Task prompt: Look below and pull out each line with the word "peak".

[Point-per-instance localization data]
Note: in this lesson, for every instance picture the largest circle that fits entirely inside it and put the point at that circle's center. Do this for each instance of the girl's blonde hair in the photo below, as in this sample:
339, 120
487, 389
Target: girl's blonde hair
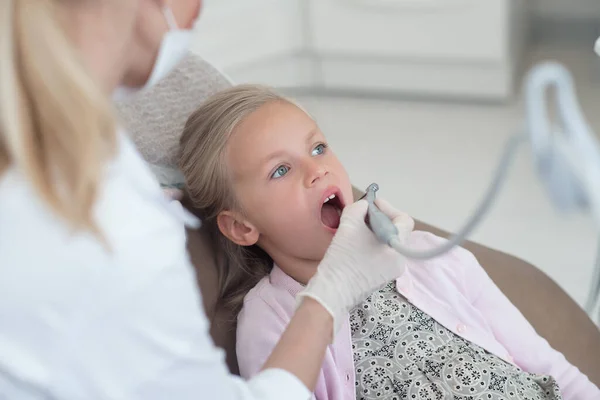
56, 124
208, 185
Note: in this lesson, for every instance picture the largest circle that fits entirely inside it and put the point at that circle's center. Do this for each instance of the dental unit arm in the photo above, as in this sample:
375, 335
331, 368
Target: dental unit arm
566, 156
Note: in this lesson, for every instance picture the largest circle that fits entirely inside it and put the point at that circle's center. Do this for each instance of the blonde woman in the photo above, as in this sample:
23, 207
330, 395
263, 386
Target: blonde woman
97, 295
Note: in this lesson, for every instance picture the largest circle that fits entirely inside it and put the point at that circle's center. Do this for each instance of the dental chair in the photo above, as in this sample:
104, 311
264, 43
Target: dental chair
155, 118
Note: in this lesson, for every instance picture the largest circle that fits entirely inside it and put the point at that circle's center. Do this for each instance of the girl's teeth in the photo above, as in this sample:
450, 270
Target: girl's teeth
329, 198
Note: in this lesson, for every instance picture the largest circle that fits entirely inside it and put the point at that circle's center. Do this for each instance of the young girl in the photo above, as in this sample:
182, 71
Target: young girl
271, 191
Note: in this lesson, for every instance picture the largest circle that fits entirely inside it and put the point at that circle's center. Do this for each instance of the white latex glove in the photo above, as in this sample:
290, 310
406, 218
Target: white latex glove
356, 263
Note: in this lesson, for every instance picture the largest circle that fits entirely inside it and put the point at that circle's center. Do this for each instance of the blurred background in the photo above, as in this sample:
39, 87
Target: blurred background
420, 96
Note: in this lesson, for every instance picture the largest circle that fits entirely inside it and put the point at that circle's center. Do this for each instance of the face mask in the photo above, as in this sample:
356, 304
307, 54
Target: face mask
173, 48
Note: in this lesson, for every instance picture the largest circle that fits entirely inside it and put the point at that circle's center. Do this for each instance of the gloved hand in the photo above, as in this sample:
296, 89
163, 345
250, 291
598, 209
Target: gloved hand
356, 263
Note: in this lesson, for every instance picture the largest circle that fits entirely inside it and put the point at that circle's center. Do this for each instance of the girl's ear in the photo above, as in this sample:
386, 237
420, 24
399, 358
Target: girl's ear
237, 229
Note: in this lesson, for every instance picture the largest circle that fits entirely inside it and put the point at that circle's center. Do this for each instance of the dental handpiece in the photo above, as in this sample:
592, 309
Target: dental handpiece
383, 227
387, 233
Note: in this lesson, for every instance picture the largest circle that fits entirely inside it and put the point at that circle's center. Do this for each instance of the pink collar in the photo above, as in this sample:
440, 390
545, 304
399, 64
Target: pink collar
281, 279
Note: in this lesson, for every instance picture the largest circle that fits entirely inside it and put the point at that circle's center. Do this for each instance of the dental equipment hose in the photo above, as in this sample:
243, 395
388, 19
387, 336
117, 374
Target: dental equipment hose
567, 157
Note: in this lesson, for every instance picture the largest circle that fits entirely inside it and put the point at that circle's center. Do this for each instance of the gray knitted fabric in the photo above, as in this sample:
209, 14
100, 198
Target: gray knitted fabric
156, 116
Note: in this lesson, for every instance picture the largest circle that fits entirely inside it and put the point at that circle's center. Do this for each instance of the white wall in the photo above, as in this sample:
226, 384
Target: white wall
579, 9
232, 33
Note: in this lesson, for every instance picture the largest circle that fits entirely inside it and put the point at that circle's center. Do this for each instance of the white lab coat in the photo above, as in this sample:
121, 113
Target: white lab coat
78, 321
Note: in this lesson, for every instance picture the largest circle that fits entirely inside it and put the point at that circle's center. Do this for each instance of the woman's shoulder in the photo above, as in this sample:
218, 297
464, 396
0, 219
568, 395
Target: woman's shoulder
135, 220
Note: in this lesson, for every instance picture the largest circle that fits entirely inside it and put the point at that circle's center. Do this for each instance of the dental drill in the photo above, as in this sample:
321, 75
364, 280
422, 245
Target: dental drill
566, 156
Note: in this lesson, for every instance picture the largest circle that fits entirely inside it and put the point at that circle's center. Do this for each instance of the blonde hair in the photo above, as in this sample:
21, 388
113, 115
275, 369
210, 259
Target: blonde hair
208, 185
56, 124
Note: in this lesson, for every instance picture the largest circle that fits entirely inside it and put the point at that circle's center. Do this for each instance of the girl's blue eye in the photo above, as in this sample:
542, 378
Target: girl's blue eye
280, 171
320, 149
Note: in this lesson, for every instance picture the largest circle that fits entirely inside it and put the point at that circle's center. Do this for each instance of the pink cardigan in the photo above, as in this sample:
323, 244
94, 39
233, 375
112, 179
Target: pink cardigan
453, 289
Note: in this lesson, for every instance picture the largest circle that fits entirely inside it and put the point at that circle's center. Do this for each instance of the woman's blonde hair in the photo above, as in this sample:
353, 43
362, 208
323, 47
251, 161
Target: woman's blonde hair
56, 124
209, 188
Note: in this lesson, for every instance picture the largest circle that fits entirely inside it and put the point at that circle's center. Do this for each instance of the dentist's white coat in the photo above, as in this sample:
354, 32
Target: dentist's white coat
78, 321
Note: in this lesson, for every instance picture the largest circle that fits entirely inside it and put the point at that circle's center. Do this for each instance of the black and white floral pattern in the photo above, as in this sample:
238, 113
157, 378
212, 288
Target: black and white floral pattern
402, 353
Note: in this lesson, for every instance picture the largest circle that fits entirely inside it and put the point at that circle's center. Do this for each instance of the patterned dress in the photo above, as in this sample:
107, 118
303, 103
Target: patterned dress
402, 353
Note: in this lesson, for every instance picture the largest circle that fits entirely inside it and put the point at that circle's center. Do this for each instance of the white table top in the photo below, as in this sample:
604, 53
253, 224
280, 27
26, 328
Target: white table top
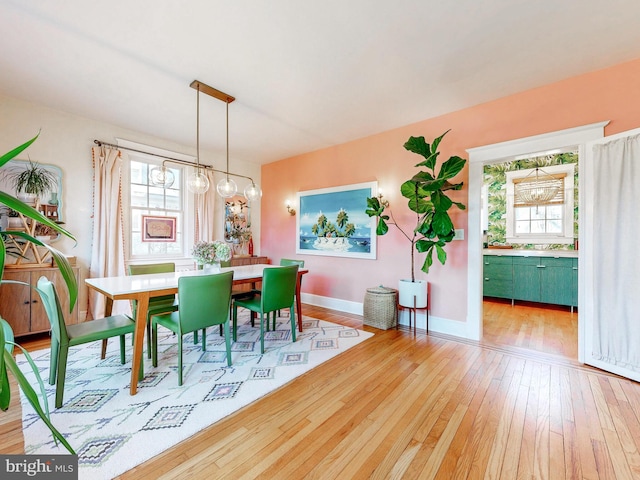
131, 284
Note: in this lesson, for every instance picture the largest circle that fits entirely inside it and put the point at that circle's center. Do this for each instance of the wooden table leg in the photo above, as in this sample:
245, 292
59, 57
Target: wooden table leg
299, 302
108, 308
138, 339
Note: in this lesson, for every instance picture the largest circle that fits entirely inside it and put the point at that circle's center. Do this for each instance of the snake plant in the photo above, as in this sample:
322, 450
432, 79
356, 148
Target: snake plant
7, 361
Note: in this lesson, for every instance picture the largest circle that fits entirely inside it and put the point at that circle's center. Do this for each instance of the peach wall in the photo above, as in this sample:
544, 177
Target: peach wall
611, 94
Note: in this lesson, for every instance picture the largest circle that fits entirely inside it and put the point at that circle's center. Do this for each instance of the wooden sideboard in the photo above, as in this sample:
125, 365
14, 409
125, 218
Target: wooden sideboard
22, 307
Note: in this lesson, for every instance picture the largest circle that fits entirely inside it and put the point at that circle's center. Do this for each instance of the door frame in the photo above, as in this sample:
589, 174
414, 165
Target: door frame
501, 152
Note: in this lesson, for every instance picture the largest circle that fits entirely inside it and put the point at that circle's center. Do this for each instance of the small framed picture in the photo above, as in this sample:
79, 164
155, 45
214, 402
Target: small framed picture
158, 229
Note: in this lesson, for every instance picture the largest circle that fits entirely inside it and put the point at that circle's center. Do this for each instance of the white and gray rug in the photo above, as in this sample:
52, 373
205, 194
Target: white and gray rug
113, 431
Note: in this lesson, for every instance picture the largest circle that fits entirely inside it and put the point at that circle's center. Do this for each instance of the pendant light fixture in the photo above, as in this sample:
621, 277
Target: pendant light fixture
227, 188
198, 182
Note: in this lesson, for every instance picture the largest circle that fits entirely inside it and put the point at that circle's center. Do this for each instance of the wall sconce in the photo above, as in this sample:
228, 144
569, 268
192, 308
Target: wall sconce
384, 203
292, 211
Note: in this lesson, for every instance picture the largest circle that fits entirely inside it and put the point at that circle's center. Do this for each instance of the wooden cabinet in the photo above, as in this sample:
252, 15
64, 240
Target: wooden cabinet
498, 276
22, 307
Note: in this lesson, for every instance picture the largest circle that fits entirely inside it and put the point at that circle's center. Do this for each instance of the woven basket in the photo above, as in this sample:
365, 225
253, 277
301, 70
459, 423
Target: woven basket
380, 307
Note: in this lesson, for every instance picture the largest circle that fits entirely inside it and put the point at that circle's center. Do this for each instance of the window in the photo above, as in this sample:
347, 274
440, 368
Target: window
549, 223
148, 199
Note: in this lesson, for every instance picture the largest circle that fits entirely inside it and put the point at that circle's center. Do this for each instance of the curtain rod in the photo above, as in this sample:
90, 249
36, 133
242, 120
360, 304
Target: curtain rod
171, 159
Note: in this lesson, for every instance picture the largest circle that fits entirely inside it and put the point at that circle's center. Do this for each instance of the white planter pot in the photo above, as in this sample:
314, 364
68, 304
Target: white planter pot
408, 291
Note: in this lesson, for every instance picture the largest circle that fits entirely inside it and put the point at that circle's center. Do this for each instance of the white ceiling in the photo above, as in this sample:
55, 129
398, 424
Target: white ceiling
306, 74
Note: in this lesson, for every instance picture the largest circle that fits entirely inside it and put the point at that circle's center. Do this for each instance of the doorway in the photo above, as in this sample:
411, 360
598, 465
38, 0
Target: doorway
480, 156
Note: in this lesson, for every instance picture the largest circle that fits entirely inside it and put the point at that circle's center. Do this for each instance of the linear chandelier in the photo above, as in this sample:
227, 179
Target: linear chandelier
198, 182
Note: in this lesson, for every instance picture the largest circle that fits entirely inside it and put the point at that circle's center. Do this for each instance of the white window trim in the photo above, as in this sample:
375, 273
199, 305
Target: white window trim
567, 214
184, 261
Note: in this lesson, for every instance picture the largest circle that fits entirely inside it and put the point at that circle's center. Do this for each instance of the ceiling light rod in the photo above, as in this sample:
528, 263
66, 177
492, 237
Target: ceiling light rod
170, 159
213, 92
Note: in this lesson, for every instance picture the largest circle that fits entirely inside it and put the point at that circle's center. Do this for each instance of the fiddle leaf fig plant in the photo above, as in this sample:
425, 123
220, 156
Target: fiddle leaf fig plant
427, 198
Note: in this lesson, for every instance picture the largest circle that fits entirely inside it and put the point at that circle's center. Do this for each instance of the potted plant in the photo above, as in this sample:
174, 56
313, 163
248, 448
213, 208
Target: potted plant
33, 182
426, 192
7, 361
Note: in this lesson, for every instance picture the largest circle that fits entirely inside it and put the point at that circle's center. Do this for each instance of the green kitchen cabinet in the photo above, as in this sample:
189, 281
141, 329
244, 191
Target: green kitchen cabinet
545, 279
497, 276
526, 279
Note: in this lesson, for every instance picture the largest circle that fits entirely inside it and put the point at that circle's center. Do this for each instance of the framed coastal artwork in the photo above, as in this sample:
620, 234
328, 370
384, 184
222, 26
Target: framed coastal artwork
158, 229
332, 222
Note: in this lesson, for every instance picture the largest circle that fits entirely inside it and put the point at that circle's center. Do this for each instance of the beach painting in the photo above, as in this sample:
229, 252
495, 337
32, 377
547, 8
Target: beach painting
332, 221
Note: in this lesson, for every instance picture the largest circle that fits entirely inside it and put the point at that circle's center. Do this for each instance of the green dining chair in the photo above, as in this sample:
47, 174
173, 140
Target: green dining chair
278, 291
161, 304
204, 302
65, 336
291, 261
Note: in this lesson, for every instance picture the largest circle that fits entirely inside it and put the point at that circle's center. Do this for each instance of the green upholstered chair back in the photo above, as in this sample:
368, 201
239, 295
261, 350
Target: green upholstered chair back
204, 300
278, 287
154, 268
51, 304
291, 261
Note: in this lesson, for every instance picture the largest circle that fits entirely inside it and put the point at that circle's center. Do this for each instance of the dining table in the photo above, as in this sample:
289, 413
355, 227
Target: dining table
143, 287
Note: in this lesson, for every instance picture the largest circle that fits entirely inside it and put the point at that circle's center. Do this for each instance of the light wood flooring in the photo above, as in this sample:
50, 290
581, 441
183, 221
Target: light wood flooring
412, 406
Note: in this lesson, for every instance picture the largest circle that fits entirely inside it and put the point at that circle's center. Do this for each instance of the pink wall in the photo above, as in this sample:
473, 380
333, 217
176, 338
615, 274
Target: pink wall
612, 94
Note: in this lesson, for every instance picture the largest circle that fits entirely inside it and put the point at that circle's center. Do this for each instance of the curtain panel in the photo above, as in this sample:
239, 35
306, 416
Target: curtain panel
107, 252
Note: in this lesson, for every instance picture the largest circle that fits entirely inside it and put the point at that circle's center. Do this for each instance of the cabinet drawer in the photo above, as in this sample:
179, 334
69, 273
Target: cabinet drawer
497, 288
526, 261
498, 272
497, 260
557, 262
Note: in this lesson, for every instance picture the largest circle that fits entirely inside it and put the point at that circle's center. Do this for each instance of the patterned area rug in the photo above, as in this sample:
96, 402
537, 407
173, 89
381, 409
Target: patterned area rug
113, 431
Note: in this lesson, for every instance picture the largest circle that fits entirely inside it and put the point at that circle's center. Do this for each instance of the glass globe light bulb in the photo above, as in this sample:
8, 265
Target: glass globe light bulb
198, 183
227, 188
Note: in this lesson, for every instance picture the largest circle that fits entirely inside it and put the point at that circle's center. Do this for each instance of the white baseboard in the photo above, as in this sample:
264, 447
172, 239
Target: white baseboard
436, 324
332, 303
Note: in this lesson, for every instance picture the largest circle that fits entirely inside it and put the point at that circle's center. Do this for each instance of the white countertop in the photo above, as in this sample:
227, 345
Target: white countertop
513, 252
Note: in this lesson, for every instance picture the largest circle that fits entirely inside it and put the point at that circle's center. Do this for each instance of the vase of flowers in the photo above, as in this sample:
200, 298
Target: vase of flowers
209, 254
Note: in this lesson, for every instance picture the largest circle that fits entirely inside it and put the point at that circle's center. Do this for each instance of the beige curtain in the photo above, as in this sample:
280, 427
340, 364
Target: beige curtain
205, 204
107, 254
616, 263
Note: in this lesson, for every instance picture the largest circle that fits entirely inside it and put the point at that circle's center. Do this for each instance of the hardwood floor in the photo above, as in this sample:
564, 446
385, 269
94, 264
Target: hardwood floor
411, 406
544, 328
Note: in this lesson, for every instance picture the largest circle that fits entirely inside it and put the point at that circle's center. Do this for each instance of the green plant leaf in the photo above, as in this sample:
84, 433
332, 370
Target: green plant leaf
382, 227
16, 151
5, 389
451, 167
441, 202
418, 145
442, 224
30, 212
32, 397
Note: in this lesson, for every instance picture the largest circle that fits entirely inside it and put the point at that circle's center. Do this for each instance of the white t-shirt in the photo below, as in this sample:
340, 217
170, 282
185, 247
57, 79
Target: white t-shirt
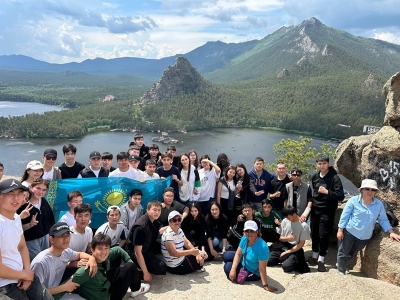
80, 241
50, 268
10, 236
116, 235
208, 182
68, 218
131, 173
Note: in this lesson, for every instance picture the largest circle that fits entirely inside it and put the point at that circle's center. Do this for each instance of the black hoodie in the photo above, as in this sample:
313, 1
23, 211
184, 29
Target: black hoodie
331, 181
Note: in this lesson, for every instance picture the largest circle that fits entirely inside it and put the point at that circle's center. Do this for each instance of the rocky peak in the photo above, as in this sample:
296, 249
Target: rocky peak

Task solution:
Note: in this lesson, for every instance picture the largest circle that fits entirely inside it and put the point at that circle's center. Do this for each instance of the rocky peak in the photo above, as in this sample:
Target: rocky peak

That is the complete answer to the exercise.